**ABOUT THIS TASK:**
Take the records below and retype them line by line, from the first line through the one containing "positive clicks: (79, 43)"; stop there.

**MATERIALS PROVIDED:**

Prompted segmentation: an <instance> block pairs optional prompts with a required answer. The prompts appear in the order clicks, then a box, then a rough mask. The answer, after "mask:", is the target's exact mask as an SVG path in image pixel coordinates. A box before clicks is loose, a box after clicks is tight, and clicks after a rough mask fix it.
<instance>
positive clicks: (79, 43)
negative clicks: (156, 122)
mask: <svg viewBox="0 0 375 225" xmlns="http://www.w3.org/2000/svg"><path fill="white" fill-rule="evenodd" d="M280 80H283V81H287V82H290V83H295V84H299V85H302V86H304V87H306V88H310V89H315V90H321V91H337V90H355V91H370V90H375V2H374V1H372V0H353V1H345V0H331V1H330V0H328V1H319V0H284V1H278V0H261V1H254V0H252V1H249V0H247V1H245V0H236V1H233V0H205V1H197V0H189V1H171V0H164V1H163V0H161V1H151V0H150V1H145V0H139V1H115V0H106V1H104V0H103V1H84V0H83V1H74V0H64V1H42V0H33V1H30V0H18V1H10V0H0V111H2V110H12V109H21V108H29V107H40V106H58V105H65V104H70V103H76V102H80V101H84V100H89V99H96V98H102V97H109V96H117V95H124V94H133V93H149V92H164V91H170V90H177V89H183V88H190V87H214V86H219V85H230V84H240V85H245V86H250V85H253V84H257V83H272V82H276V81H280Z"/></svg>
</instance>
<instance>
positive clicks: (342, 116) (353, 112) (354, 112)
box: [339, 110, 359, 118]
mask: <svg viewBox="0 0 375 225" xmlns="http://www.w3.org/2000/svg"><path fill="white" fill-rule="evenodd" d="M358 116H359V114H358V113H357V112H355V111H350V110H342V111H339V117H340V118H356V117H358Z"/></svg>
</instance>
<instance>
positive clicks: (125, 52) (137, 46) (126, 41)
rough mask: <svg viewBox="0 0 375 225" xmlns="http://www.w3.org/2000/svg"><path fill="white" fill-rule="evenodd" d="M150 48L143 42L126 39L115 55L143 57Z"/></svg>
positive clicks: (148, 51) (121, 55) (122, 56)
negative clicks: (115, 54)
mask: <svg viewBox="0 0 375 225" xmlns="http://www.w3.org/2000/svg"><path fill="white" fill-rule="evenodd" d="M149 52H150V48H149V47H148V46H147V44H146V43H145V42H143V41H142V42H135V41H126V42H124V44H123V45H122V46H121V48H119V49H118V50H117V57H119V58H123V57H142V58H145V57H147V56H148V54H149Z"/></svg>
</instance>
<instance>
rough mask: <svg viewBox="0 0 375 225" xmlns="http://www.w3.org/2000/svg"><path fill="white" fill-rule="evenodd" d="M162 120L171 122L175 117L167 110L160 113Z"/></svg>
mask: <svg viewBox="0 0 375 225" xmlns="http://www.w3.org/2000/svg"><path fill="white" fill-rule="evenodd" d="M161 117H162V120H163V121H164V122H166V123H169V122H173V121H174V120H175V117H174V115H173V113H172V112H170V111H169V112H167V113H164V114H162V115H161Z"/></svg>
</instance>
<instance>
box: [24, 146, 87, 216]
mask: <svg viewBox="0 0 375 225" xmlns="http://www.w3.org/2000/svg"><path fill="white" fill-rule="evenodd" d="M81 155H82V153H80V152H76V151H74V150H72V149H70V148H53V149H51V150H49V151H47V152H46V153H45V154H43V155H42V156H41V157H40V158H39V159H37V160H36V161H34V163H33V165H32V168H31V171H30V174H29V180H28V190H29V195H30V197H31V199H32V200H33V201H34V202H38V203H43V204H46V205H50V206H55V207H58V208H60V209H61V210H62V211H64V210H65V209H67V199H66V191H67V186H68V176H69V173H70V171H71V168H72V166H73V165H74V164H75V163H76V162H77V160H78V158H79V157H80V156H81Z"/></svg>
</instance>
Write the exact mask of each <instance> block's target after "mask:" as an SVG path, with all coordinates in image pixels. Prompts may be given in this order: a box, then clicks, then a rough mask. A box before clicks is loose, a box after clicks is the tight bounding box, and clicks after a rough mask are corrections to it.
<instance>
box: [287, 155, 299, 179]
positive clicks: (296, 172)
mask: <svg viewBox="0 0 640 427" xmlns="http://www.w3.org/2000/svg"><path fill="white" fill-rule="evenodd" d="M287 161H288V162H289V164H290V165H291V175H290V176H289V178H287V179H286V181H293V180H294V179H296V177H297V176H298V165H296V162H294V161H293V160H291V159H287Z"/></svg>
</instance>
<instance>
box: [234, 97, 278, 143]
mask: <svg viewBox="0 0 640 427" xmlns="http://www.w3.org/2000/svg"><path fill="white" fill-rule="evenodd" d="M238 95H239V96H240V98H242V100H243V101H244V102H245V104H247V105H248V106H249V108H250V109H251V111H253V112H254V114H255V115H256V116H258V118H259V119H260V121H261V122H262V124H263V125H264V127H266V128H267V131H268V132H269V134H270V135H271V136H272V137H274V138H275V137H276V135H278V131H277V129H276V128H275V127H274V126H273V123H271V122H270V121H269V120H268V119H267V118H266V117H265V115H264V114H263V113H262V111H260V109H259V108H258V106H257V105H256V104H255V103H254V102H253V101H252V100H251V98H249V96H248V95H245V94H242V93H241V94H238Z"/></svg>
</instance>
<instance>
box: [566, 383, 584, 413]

**ANSWER FOR THE TASK:**
Prompted segmentation: an <instance> block pairs optional prompts with a required answer. The prompts appear in the order clicks, then a box, then a rough mask. The answer, after "mask:", is the target's exact mask as an SVG path in image pixel coordinates. A box before clicks is loose, a box after clicks is tight, and clicks after a rough mask fix it.
<instance>
positive clicks: (79, 43)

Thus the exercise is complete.